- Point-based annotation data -
..............................

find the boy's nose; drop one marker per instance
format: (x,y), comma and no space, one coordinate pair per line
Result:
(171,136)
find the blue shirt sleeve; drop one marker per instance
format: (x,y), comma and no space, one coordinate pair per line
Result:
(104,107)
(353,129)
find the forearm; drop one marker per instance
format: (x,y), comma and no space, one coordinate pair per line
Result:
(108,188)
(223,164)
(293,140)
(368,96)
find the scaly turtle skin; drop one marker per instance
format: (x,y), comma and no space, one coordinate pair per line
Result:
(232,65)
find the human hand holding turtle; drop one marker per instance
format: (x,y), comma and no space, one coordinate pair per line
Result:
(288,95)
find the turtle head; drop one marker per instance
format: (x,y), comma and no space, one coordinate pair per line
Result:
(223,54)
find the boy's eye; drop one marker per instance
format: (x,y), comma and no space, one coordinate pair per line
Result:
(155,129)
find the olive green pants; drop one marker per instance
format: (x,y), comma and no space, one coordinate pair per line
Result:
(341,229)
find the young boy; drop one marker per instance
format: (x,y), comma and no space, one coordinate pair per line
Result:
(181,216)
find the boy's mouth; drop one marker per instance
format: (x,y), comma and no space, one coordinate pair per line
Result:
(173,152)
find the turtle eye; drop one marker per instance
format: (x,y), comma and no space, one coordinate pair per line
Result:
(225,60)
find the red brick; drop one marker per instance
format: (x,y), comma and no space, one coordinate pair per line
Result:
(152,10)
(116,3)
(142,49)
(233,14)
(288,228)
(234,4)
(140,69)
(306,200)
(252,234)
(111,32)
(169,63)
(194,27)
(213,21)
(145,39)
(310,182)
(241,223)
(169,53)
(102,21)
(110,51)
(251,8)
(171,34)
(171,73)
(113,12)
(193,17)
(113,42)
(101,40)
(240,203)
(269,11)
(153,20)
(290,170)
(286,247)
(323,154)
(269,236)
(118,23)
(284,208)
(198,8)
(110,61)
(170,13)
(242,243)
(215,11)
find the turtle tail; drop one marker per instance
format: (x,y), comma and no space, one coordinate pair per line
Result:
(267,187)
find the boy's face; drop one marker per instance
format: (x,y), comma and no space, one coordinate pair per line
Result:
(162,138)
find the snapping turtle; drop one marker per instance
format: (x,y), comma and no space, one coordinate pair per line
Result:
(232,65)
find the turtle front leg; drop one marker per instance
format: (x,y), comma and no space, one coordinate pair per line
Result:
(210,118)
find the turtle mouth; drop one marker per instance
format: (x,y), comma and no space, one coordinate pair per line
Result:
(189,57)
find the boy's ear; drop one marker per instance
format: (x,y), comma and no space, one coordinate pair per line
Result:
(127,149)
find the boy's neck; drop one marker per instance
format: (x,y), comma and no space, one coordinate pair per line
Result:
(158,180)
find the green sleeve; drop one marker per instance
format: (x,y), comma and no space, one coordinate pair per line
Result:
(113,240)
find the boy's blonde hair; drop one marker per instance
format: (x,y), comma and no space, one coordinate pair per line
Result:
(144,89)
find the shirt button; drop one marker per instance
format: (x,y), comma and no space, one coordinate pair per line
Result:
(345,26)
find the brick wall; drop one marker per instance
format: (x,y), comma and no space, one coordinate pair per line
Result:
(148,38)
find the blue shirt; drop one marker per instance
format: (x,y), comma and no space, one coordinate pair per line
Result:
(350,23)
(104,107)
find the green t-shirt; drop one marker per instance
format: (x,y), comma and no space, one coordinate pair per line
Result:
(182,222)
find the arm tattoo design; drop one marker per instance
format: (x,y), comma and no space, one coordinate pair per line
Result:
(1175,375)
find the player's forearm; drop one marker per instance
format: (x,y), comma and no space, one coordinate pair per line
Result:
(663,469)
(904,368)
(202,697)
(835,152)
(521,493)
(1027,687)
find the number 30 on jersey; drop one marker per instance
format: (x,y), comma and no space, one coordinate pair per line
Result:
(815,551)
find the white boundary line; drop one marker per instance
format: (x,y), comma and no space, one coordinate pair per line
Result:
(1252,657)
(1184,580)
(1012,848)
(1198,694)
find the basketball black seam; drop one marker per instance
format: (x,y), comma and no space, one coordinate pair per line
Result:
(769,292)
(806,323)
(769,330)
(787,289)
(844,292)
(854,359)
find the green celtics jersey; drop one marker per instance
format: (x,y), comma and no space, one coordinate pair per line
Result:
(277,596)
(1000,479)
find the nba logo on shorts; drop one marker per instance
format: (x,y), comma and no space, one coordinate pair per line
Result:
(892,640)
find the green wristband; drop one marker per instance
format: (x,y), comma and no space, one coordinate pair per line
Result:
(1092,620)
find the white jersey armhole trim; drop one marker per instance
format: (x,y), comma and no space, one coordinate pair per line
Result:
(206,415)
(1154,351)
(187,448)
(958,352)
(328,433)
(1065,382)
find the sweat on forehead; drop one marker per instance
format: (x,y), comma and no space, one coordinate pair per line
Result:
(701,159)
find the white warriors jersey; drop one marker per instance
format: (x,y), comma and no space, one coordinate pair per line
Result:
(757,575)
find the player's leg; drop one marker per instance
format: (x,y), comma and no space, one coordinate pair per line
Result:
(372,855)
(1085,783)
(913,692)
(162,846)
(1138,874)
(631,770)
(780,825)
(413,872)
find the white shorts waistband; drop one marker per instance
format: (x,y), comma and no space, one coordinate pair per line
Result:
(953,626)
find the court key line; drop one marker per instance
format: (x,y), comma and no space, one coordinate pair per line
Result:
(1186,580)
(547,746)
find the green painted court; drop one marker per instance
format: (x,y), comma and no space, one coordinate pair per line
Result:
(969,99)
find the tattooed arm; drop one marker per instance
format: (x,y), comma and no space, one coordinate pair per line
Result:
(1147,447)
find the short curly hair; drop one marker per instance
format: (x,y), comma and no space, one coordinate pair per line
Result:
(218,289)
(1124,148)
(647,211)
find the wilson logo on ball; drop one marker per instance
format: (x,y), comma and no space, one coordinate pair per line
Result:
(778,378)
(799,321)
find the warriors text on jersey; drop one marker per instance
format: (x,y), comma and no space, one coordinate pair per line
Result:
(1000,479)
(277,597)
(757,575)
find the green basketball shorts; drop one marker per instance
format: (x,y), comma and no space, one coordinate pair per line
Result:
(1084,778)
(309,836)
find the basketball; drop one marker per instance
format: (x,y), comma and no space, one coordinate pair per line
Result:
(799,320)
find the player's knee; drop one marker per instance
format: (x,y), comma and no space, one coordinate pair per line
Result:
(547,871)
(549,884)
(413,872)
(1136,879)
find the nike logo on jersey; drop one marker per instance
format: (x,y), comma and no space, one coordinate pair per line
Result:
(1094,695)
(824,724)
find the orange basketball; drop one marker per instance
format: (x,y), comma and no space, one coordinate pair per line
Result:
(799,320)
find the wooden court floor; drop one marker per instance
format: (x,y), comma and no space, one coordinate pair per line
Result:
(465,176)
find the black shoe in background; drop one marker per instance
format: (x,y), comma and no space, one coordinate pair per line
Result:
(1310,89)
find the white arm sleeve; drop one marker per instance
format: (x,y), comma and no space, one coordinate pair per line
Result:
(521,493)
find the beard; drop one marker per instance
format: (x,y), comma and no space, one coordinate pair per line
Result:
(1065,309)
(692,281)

..............................

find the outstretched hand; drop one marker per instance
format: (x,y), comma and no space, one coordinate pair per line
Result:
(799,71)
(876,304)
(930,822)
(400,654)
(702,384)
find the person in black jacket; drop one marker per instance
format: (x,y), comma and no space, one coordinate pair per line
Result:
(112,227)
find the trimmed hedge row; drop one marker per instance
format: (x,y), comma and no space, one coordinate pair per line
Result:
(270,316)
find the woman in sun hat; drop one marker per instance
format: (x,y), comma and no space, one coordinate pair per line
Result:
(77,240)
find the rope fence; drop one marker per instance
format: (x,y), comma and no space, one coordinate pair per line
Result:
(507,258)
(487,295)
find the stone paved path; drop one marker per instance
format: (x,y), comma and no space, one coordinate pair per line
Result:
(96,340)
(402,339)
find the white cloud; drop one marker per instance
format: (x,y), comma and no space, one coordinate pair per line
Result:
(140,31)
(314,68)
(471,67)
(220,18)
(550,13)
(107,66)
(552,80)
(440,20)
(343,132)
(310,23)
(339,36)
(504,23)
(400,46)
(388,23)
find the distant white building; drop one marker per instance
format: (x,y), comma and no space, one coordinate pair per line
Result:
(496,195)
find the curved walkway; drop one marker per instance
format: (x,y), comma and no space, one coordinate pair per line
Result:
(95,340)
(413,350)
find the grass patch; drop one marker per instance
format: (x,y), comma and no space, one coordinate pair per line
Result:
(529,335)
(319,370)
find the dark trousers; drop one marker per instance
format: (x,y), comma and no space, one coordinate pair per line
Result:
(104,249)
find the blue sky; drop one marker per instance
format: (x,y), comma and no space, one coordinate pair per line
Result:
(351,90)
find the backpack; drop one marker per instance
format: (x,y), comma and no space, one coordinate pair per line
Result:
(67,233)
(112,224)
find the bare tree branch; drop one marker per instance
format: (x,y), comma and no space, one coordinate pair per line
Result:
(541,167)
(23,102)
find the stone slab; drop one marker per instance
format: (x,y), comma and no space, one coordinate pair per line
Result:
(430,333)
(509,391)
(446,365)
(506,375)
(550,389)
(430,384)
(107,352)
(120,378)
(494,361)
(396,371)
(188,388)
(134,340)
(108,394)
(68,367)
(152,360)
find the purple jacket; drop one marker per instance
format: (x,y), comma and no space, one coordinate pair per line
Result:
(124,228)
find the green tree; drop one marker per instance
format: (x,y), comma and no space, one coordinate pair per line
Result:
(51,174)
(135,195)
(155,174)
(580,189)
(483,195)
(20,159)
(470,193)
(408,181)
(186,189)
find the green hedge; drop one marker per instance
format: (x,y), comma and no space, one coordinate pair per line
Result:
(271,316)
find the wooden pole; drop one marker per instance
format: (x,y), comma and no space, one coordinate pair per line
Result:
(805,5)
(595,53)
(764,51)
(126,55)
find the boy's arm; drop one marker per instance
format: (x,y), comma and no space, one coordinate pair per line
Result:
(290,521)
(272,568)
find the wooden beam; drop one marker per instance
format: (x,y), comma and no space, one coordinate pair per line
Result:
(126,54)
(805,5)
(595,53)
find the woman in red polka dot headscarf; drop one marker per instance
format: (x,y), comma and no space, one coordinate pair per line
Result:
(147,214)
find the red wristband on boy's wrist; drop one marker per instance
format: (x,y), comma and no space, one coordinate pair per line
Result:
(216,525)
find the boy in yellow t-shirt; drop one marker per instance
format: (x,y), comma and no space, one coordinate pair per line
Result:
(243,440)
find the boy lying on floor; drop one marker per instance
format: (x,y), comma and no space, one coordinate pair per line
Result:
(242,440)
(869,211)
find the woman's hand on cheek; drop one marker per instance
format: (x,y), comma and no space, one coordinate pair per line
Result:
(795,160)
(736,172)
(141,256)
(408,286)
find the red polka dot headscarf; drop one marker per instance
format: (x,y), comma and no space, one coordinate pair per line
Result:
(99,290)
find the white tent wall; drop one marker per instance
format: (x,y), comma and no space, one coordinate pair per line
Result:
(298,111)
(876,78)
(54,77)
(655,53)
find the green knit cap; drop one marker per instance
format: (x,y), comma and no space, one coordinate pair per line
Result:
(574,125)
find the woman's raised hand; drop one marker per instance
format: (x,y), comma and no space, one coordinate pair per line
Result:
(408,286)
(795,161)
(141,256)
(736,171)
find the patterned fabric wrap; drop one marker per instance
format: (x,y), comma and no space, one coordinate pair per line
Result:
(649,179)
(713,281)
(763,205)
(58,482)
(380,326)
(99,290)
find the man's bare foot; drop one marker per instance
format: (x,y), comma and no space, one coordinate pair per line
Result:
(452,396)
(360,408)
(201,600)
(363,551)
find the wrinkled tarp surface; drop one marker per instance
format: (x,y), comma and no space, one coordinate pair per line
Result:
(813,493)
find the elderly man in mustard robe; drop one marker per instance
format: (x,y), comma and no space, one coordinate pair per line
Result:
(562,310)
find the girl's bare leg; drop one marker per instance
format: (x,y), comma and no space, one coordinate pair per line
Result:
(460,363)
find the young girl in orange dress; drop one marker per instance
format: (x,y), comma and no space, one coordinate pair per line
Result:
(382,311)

..............................

- The task -
How many lines in the data above contain the string "wall", matching case exactly? Reply with only the number.

- The reply -
2